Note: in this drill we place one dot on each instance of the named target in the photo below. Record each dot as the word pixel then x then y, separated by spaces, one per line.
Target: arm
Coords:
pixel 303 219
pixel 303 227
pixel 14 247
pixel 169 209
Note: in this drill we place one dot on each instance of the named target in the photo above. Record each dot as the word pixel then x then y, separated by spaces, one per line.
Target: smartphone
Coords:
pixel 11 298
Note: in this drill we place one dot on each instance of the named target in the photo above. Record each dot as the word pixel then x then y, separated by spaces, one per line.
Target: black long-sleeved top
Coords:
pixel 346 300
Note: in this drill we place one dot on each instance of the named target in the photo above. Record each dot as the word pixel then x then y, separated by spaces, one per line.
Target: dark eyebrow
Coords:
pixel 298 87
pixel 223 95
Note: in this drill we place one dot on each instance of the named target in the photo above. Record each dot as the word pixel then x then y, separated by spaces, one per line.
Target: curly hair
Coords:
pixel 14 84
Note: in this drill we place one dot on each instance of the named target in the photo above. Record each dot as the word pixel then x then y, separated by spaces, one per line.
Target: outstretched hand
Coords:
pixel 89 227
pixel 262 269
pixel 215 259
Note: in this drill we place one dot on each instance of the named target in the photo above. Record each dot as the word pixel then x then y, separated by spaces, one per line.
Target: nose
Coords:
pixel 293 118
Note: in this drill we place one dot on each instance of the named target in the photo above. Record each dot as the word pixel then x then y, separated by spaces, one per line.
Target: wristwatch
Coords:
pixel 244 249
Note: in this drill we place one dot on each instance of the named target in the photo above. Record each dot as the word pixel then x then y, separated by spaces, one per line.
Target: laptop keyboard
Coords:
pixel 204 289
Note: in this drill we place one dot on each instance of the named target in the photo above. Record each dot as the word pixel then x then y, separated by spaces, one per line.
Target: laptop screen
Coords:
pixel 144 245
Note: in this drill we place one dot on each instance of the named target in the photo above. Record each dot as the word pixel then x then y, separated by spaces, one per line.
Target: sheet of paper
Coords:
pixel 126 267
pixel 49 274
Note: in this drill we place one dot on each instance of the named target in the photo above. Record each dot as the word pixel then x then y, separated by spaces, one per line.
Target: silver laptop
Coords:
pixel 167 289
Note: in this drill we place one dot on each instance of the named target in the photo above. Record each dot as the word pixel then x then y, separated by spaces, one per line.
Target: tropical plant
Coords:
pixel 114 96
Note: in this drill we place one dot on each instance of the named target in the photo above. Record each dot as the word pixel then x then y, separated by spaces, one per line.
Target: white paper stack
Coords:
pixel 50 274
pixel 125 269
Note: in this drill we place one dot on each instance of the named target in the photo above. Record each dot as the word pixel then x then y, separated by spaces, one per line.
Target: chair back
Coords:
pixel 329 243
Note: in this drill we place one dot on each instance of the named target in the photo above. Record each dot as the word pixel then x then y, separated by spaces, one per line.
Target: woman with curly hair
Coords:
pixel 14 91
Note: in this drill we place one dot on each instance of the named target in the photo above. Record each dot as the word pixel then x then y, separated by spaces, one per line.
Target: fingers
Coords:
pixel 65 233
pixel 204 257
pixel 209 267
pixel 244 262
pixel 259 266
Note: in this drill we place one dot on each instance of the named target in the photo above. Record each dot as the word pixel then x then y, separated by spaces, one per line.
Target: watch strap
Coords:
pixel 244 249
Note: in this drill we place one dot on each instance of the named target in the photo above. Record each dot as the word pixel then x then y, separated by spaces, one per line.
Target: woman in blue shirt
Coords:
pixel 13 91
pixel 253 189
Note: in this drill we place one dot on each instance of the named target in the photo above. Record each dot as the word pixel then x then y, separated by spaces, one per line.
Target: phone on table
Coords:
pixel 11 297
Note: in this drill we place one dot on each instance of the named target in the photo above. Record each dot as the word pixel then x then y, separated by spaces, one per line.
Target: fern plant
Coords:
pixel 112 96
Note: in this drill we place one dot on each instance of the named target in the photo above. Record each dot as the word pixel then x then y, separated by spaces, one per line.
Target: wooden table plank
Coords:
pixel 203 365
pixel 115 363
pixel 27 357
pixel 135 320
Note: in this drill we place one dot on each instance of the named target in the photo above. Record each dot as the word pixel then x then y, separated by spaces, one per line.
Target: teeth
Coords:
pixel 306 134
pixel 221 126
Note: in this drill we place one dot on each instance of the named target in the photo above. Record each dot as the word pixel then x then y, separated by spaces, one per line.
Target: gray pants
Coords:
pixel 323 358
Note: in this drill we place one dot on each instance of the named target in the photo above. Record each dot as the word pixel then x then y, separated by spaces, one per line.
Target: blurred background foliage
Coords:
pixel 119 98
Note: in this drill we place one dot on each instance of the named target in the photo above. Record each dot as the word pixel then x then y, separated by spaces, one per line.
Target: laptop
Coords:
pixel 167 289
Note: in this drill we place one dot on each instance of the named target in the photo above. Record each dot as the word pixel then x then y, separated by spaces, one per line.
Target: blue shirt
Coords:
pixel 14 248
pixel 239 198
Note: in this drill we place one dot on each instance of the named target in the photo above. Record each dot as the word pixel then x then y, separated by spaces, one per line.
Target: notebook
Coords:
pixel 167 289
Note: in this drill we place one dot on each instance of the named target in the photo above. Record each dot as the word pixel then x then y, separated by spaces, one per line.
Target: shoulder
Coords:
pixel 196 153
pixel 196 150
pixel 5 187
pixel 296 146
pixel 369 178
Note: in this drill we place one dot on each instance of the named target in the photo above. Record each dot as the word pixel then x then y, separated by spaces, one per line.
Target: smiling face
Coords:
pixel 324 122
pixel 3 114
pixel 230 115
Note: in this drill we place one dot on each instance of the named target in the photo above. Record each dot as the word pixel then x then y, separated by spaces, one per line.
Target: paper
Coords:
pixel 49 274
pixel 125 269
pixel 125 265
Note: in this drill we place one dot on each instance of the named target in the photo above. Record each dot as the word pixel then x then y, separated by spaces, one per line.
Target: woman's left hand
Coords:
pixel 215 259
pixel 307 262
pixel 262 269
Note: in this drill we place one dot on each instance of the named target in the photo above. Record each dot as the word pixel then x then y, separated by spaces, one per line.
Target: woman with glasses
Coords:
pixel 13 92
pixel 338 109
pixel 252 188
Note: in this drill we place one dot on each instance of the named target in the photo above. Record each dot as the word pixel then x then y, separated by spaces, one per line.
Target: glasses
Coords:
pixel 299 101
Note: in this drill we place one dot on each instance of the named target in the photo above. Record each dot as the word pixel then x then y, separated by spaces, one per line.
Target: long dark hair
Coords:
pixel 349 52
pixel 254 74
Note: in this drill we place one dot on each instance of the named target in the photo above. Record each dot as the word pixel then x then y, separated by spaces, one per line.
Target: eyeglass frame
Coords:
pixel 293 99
-*-
EXERCISE DIRECTIONS:
Retype the lines above verbatim, from the first line down to and including the line containing "pixel 169 209".

ANSWER TO THE TASK:
Note: in this drill we place one dot on each instance of the named target in the photo below. Record each dot as the word pixel then x then y, separated by spaces, one per line.
Target: arm
Coords:
pixel 303 219
pixel 303 227
pixel 14 247
pixel 169 209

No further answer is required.